* **Point labeling data based on photos**
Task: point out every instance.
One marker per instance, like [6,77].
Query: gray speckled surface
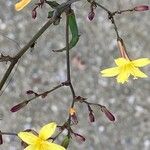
[43,69]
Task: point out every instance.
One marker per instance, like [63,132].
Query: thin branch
[57,12]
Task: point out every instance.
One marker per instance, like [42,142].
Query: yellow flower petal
[136,72]
[28,137]
[141,62]
[20,5]
[121,61]
[123,75]
[30,147]
[47,130]
[52,146]
[110,72]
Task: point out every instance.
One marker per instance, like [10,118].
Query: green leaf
[65,142]
[74,31]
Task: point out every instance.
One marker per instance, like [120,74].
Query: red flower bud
[79,137]
[34,13]
[29,92]
[91,15]
[142,8]
[19,106]
[91,117]
[1,139]
[108,114]
[42,1]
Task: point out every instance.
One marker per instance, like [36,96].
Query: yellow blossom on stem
[40,142]
[125,68]
[20,5]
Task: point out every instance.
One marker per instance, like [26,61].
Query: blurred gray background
[42,69]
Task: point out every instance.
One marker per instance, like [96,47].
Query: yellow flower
[40,142]
[20,5]
[125,68]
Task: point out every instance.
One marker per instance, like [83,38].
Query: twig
[57,12]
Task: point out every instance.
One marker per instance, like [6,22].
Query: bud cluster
[91,14]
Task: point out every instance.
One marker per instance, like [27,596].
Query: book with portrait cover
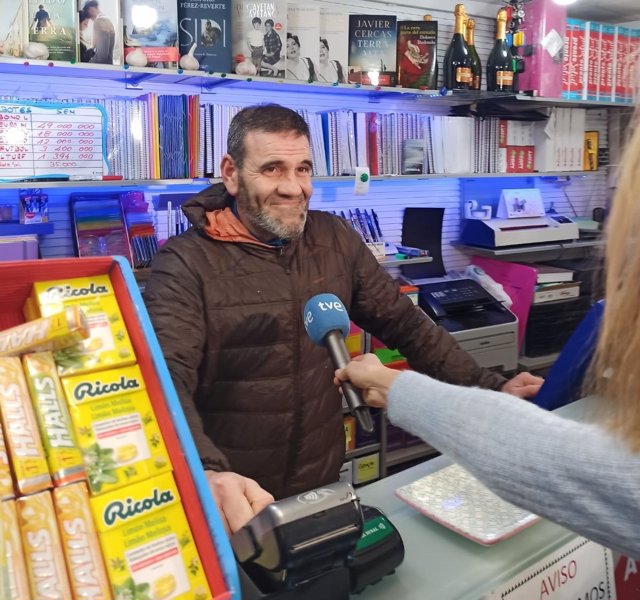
[99,32]
[150,33]
[204,35]
[259,38]
[53,24]
[334,45]
[417,63]
[303,42]
[13,27]
[372,49]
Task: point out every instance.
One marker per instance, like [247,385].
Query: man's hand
[238,498]
[523,385]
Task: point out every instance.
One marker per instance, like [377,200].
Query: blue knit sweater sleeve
[575,474]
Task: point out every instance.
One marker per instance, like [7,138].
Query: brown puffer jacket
[257,393]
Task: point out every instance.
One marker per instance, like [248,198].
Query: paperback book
[204,35]
[99,32]
[13,28]
[259,38]
[150,33]
[52,30]
[303,46]
[416,60]
[334,46]
[372,49]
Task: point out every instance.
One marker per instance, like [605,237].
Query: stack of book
[554,283]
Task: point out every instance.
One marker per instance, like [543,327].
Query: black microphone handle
[340,358]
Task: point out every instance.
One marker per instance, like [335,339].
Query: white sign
[515,204]
[580,570]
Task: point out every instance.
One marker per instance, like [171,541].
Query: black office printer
[480,324]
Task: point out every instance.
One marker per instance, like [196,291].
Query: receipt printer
[314,546]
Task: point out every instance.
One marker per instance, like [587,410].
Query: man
[226,301]
[104,34]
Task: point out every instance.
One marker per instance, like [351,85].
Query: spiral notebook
[455,499]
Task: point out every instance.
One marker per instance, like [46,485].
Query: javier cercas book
[150,33]
[417,61]
[52,29]
[372,49]
[259,38]
[99,32]
[204,35]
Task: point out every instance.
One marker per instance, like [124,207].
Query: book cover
[150,33]
[334,46]
[99,32]
[303,42]
[52,23]
[259,34]
[204,35]
[13,28]
[416,54]
[372,49]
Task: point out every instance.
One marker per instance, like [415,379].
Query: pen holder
[377,248]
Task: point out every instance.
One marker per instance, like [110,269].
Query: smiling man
[226,301]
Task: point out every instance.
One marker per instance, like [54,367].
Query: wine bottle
[500,62]
[457,62]
[476,65]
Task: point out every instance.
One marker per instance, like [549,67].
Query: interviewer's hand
[523,385]
[238,498]
[368,373]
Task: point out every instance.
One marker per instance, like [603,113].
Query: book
[549,292]
[150,33]
[303,42]
[372,49]
[334,46]
[99,32]
[416,60]
[52,23]
[259,35]
[13,28]
[204,35]
[549,274]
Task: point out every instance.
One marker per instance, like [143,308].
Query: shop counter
[442,565]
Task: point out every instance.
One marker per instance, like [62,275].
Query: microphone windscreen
[324,313]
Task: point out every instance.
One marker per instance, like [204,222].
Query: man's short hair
[270,118]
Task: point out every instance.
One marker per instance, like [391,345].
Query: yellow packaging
[147,542]
[17,580]
[101,385]
[108,344]
[6,483]
[62,329]
[42,548]
[56,430]
[81,548]
[120,440]
[21,430]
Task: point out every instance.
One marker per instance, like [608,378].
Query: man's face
[273,187]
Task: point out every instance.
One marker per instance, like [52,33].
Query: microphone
[327,324]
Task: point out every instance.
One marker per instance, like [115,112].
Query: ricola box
[116,428]
[108,344]
[148,544]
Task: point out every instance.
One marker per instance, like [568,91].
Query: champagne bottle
[457,62]
[500,62]
[476,65]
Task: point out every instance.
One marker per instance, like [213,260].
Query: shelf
[398,262]
[20,229]
[534,252]
[402,455]
[537,362]
[363,451]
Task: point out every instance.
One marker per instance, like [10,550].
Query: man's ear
[229,172]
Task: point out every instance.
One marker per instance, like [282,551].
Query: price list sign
[52,140]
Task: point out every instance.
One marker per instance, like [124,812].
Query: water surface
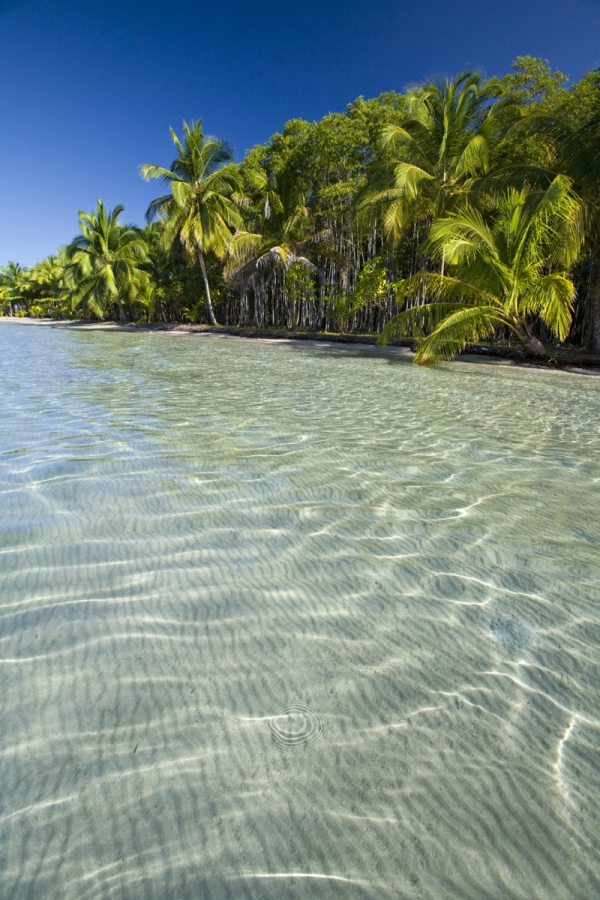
[279,621]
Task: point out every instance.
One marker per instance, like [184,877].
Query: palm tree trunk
[211,312]
[531,345]
[594,306]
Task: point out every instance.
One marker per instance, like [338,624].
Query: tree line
[461,210]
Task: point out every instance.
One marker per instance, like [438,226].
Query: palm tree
[500,274]
[579,155]
[200,211]
[12,279]
[46,280]
[105,262]
[428,163]
[285,246]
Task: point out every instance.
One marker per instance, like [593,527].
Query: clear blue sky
[89,90]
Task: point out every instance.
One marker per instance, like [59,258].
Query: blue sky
[89,90]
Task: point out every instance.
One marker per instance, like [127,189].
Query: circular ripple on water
[295,727]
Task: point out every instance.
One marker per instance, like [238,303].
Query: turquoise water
[280,621]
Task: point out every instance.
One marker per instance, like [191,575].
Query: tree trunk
[594,302]
[532,346]
[211,312]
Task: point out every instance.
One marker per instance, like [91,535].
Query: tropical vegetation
[462,210]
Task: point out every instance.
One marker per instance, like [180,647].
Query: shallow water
[291,622]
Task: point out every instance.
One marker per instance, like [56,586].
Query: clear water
[290,622]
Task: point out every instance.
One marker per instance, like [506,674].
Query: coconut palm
[579,155]
[105,262]
[200,211]
[427,164]
[501,274]
[12,280]
[285,248]
[284,233]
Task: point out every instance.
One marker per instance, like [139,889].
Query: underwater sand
[283,621]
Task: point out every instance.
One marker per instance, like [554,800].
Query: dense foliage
[460,210]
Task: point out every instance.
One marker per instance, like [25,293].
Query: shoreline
[585,364]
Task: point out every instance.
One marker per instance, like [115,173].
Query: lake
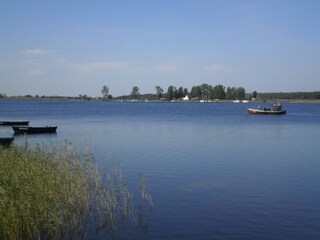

* **Exercise description**
Pick out and copy each line in the listing above that contains the word "printer". Treat uppercase and lowercase as different.

* **Complete answer**
Query: black office printer
Query: receipt printer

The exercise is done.